• Data records:
------
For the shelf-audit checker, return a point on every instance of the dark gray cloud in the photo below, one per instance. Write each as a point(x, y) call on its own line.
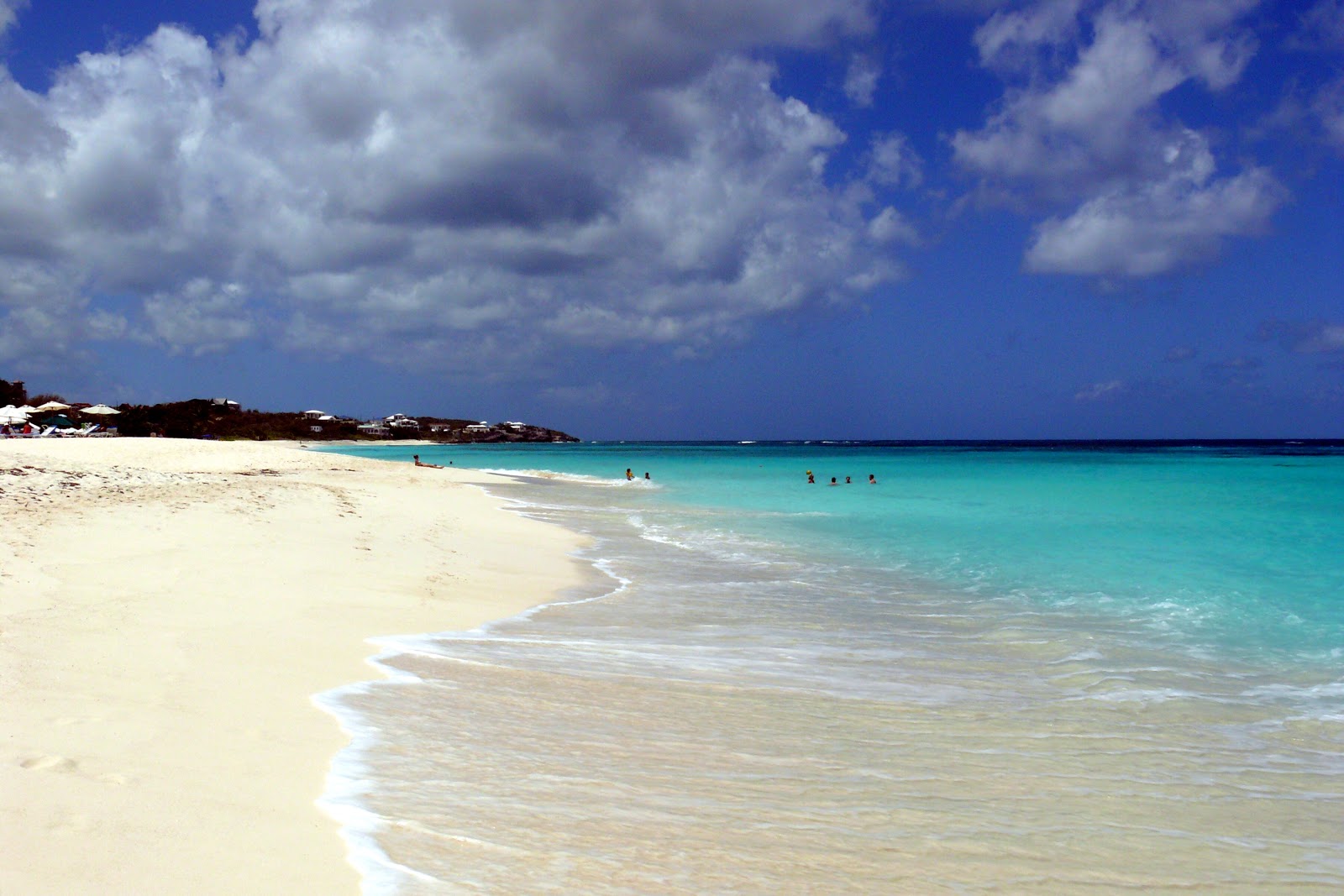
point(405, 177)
------
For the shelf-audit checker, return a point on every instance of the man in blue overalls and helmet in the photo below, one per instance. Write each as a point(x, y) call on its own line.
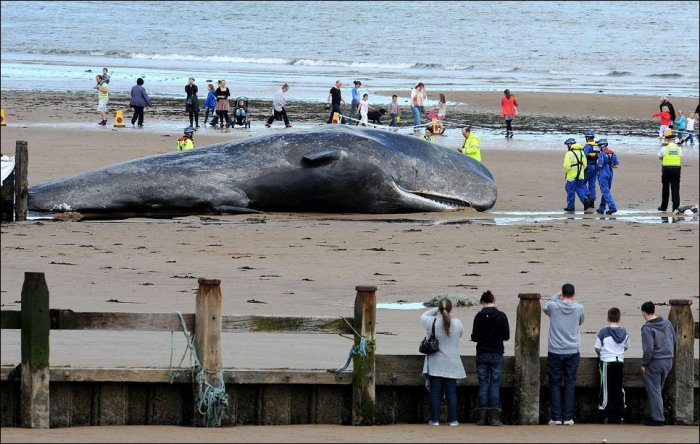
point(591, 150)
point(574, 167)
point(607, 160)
------
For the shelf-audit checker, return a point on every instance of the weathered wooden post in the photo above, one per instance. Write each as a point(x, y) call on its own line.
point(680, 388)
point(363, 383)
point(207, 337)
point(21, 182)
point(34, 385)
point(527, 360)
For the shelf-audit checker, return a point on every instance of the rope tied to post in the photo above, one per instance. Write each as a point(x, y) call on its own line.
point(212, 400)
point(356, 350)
------
• Directive: Copy out, word for word, the entry lines from the one containing "of the rope" through the one containing "point(356, 350)", with both of those lines included.

• Completed exercise:
For the shelf-audit checker, return a point on every instance of the rope tied to post in the photo above, one per instance. Write each as a point(x, y) call on its own line.
point(212, 400)
point(356, 350)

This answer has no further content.